Extracted text:
_ _ _ _

ACSC Releases Review of South Bay Clean Power Proposal
The American Coalition for Sustainable Communities (ACSC) has released a review and critique of the Business Plan Draft for South Bay Clean Power released 2/2017, and Joint Powers Authority Agreement. ACSC is a voluntary citizen coalition. National in scope, our mission is sustaining representative government, and protecting our elected representative’s authority, which is being usurped, and in many cases, abdicated to unelected agencies, boards, bodies and commissions.
Activists in the South Bay brought to our attention the issue of Community Choice Aggregation (CCA) in the area. Because we have successfully assisted in edifying elected representatives regarding CCA proposals, we felt compelled to respond. For example, at a recent San Bernardino Council of Governments (SBCOG) board meeting on Wednesday April 5, 2017, a staff recommendation to move forward with a CCA was offered. It was defeated when no elected city members of the board would second a motion vote; this, after activist testimony bolstered by ACSC analysis was presented. Since the final business plan for CCA failed, the recommendations by SBCOG staff could not move forward.

_ _ _ _

[Point placement records]
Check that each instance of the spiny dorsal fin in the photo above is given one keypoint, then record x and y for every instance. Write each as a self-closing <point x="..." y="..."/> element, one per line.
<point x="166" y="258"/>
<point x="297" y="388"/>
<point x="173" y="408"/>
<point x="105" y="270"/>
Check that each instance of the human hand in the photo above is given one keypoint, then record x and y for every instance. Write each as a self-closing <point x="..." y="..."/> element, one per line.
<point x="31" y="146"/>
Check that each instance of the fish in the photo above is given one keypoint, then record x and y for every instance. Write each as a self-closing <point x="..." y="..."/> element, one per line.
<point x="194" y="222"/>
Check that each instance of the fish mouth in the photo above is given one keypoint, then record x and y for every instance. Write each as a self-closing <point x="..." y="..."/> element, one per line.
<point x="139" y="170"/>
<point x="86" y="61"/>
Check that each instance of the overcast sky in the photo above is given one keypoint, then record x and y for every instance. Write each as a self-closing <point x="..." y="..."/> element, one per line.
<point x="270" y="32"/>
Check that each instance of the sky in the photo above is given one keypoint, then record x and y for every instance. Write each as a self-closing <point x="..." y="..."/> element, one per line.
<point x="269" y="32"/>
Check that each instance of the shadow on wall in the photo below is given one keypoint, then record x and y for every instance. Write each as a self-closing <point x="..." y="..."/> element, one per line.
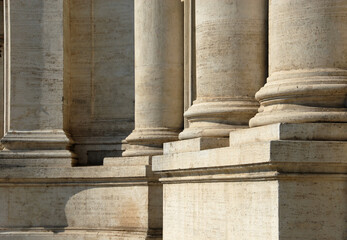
<point x="63" y="207"/>
<point x="101" y="87"/>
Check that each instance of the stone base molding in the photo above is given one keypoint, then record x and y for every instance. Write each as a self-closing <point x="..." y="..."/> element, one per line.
<point x="281" y="181"/>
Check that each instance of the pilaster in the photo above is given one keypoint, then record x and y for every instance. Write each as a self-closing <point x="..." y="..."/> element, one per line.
<point x="34" y="83"/>
<point x="307" y="63"/>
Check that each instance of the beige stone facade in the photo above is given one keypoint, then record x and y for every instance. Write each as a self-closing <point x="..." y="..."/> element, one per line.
<point x="173" y="119"/>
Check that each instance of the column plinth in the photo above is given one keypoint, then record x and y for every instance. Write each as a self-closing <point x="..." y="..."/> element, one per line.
<point x="158" y="76"/>
<point x="307" y="64"/>
<point x="230" y="66"/>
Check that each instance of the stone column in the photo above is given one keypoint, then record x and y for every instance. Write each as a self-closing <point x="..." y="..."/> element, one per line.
<point x="34" y="82"/>
<point x="230" y="65"/>
<point x="158" y="76"/>
<point x="307" y="63"/>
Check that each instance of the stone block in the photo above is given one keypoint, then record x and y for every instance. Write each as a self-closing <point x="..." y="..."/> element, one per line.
<point x="194" y="145"/>
<point x="291" y="131"/>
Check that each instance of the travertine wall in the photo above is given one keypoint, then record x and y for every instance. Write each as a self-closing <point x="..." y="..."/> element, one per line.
<point x="101" y="84"/>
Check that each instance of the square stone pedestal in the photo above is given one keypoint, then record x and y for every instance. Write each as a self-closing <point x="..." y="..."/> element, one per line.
<point x="114" y="202"/>
<point x="284" y="181"/>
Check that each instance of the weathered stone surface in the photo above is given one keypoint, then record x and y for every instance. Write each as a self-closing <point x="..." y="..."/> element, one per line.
<point x="307" y="63"/>
<point x="287" y="131"/>
<point x="194" y="145"/>
<point x="230" y="66"/>
<point x="305" y="207"/>
<point x="101" y="77"/>
<point x="158" y="75"/>
<point x="121" y="201"/>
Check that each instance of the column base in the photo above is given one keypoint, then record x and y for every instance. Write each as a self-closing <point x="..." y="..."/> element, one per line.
<point x="218" y="118"/>
<point x="38" y="158"/>
<point x="283" y="181"/>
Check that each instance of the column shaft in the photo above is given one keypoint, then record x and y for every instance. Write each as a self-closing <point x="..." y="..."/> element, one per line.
<point x="158" y="75"/>
<point x="34" y="81"/>
<point x="230" y="65"/>
<point x="307" y="63"/>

_ _ _ _

Problems:
**a.** Please summarize the ACSC announcement in two sentences.
**b.** According to the ACSC announcement, on what date was the San Bernardino Council of Governments board meeting held?
Rely only on the ACSC announcement, not the items.

Per-task answers:
**a.** The American Coalition for Sustainable Communities, a voluntary citizen coalition, has released a review and critique of the South Bay Clean Power Business Plan Draft released in February 2017 and of the Joint Powers Authority Agreement. It responded after South Bay activists raised the issue of Community Choice Aggregation, and it cites an April 5, 2017 SBCOG board meeting where a staff recommendation to move forward with a CCA was defeated when no elected city member of the board would second the motion.

**b.** Wednesday, April 5, 2017.